═══ The input

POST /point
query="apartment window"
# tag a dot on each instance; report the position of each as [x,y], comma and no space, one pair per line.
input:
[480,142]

══════
═══ The input

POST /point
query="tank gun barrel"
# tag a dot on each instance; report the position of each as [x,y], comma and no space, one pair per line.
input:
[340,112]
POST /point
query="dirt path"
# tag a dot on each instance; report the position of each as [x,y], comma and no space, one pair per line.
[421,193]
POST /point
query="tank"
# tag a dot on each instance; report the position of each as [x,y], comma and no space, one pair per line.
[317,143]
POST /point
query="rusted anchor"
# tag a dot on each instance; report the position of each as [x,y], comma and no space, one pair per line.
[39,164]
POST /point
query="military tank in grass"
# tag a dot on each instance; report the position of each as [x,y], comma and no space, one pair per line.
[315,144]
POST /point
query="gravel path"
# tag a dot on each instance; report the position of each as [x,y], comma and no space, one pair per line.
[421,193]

══════

__Exercise instructions__. Identify every line in the listing above that contains the string "tank" with the same capitalization, and copy each of those lines in full.

__Result__.
query="tank gun barrel"
query="tank"
query="military tank in grass"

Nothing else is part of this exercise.